Rescale the lines from the beginning of the set through the line containing "256 80 L 253", inclusive, and give all of them again, requests included. Multiply every viewBox dimension and path coordinate in the answers by 1.2 and round each result to a whole number, with halves rounded up.

# # # # #

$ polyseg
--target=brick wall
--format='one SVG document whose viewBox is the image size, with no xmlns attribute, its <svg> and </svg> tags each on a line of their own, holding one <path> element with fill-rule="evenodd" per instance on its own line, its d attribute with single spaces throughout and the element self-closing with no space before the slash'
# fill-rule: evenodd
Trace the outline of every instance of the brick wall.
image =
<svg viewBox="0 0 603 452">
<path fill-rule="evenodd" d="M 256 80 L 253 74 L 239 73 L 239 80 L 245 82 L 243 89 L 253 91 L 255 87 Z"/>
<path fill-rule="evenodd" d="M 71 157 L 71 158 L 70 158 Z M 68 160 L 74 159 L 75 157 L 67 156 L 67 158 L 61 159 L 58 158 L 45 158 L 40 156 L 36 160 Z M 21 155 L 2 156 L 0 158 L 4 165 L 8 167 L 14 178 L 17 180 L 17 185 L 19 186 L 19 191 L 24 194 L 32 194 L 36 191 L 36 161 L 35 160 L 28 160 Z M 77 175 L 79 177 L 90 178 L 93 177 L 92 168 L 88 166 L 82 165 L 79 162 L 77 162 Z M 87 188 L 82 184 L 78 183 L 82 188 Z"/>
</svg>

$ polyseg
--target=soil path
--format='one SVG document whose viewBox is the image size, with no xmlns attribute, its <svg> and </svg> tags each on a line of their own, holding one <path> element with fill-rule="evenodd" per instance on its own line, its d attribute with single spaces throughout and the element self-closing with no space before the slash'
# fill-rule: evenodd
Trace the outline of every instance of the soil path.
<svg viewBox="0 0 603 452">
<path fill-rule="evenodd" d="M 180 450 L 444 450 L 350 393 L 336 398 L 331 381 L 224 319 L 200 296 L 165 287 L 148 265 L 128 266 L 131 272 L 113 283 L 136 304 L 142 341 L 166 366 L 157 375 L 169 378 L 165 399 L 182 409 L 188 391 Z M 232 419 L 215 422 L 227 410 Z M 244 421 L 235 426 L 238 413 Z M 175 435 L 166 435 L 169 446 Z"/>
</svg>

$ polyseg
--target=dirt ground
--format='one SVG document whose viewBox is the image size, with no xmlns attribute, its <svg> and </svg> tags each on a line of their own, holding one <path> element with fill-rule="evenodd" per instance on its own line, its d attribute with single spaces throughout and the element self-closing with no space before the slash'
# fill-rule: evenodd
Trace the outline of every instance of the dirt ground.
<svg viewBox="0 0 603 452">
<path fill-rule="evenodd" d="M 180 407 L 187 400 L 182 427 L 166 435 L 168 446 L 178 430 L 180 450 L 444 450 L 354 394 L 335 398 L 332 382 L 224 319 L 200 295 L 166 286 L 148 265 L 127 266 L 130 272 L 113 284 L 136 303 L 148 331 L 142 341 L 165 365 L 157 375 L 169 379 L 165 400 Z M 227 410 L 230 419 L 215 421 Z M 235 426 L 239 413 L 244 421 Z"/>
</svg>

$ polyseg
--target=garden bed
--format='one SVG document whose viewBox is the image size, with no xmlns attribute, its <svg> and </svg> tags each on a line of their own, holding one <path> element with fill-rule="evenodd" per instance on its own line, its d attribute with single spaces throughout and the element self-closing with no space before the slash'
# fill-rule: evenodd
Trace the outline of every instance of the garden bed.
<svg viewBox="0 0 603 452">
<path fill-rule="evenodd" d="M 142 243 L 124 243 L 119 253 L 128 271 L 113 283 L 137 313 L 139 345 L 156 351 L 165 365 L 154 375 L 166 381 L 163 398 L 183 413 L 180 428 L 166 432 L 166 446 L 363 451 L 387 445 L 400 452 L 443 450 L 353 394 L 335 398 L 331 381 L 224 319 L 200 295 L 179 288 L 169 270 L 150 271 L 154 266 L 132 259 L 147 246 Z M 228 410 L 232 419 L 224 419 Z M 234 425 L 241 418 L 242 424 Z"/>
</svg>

# # # # #

Solution to this task:
$ polyseg
--target=brick wall
--format='one SVG document whose viewBox is the image size, with no xmlns attribute, its <svg> and </svg> tags each on a line of their own, holding one <path> element with fill-rule="evenodd" per instance on its own line, its d attribute with single spaces throughout and the element self-closing with no space before the slash'
# fill-rule: evenodd
Trace the outline of every instance of the brick wall.
image =
<svg viewBox="0 0 724 542">
<path fill-rule="evenodd" d="M 307 96 L 304 89 L 287 88 L 287 96 L 294 98 L 292 107 L 304 109 L 306 104 Z"/>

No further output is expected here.